> TASK ITEM
Transcribe exactly, and only, the lines from the one containing "Target: greek flag" through the last line of the data.

[Point-per-instance localization data]
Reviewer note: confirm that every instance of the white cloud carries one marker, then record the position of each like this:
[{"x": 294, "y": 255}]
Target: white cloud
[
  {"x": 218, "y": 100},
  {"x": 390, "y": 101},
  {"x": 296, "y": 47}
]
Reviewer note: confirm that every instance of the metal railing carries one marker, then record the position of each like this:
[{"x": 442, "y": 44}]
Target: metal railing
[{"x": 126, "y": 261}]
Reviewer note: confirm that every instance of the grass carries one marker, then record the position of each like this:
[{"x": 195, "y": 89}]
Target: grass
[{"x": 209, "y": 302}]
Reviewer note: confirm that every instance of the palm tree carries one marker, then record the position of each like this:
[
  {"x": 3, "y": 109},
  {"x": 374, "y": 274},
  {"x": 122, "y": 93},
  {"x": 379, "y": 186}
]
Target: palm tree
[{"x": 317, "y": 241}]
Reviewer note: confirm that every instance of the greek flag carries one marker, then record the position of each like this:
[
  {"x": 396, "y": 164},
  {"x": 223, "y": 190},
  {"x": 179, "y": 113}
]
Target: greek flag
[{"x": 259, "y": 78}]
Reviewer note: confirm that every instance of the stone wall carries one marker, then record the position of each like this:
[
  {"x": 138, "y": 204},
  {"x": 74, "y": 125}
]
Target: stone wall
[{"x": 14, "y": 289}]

> YOUR RESPONSE
Target: greek flag
[{"x": 259, "y": 78}]
Reviewer note: confirm that every instance of the stone wall carries one marker, then record the position of each like this:
[
  {"x": 138, "y": 204},
  {"x": 74, "y": 125}
]
Target: stone wall
[{"x": 14, "y": 289}]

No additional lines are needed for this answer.